---------- Teks bacaan

Para pengusaha juga memandang risiko secara berbeda dari yang lain. Seorang penulis majalah Business Week menggunakan contoh Chuck Yeager, seorang pilot dan Scott Schmidt, penemu ski ekstrim. Kemampuan Yeager untuk mengemudikan kokpit selama bertahun – tahun membuatnya melihat risiko dalam sudut pandang yang berbeda.
Ski ekstrim Scott Schmidt terbang dengan ketinggian lebih dari 60 kaki. Publik menilai dia sangat ceroboh dari video – video loncatan hebatnya. Dalam setiap loncatan, dia mengukur secara teliti bagaimana saat loncat dan saat mendaratnya. Oleh karenanya, Schmidt tidak menganggap dirinya seorang maniak loncat yang ceroboh, namun seorang pemain ski yang handal.
Lane Nemeth, penemu Discovery Toys, mengatakan bahwa para pengusaha melihat risiko dalam sudut pandang yang berbeda. Ketika dia memulai perusahaannya dengan uang $50.000, dia melihat uang itu dan menanyakan pada dirinya sendiri, ”Bagaimana kalau aku gagal?” Namun, saat itulah terakhir kalinya dia berpikir kalau dia akan gagal.

--------------------
---------- Daftar entri

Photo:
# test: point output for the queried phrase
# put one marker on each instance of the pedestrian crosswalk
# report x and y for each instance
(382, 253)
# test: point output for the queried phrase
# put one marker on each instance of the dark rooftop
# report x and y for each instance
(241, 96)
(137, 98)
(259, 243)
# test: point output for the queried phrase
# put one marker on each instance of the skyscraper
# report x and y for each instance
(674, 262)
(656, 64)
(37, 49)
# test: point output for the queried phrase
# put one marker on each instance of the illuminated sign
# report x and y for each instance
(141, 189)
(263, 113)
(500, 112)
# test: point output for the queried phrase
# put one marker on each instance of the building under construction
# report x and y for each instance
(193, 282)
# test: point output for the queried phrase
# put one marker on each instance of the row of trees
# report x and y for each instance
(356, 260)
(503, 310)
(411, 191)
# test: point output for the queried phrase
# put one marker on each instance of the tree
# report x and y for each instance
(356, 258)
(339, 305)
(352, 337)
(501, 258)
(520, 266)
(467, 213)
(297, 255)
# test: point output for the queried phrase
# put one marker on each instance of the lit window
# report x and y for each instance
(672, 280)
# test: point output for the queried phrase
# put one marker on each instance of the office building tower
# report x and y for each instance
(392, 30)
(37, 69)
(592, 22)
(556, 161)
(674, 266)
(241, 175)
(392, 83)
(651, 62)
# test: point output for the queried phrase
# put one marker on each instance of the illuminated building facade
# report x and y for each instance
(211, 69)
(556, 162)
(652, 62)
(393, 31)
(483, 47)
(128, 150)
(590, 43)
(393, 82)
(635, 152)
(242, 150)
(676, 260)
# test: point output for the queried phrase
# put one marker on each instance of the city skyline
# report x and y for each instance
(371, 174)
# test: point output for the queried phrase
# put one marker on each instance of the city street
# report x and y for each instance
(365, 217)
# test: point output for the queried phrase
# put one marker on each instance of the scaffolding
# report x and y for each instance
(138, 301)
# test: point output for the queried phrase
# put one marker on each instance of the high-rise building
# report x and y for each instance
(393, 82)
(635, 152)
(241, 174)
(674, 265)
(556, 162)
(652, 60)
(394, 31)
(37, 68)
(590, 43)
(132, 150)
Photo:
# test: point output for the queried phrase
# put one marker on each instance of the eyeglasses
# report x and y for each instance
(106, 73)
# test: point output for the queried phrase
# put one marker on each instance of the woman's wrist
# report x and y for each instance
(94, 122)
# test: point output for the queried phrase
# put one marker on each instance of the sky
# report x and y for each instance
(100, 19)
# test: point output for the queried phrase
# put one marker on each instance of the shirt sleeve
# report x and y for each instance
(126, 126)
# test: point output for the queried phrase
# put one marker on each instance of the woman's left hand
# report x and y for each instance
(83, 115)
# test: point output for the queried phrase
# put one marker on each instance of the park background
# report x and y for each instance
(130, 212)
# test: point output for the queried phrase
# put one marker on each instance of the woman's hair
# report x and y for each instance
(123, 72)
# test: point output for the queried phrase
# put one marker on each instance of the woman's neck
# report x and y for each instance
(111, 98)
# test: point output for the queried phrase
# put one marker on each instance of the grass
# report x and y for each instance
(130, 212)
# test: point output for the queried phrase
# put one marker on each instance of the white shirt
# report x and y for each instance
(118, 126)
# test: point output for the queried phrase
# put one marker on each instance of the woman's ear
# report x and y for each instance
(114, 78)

--------------------

• [Soal singkat 1]:
Jawab pertanyaan berikut berdasarkan teks tentang pengusaha dan risiko.
(a) Siapa yang disebut sebagai penemu ski ekstrim?
(b) Berapa ketinggian terbang ski ekstrim Scott Schmidt?
(c) Dengan uang berapa Lane Nemeth memulai perusahaannya?
• [Soal singkat 2]:
Salin persis bagian teks tentang pengusaha dan risiko, mulai dari "Ski ekstrim Scott" sampai "dia akan gagal.".
• [Soal singkat 3]:
Tentukan apakah setiap pernyataan ini sesuai dengan teks tentang pengusaha dan risiko. Jawab ya atau tidak, lalu kutip kata-kata penentunya dari teks.
(a) Publik menilai Scott Schmidt sangat ceroboh.
(b) Schmidt menganggap dirinya seorang maniak loncat yang ceroboh.
(c) Lane Nemeth adalah penemu Discovery Toys.
Daftar ini tidak dipakai dalam soal apa pun.

• [Jawaban latihan 1]:
(a) Scott Schmidt.
(b) Lebih dari 60 kaki.
(c) $50.000.

• [Jawaban latihan 2]:
Ski ekstrim Scott Schmidt terbang dengan ketinggian lebih dari 60 kaki. Publik menilai dia sangat ceroboh dari video – video loncatan hebatnya. Dalam setiap loncatan, dia mengukur secara teliti bagaimana saat loncat dan saat mendaratnya. Oleh karenanya, Schmidt tidak menganggap dirinya seorang maniak loncat yang ceroboh, namun seorang pemain ski yang handal.
Lane Nemeth, penemu Discovery Toys, mengatakan bahwa para pengusaha melihat risiko dalam sudut pandang yang berbeda. Ketika dia memulai perusahaannya dengan uang $50.000, dia melihat uang itu dan menanyakan pada dirinya sendiri, ”Bagaimana kalau aku gagal?” Namun, saat itulah terakhir kalinya dia berpikir kalau dia akan gagal.

• [Jawaban latihan 3]:
(a) Ya: "Publik menilai dia sangat ceroboh dari video – video loncatan hebatnya."
(b) Tidak: "Schmidt tidak menganggap dirinya seorang maniak loncat yang ceroboh, namun seorang pemain ski yang handal."
(c) Ya: "Lane Nemeth, penemu Discovery Toys"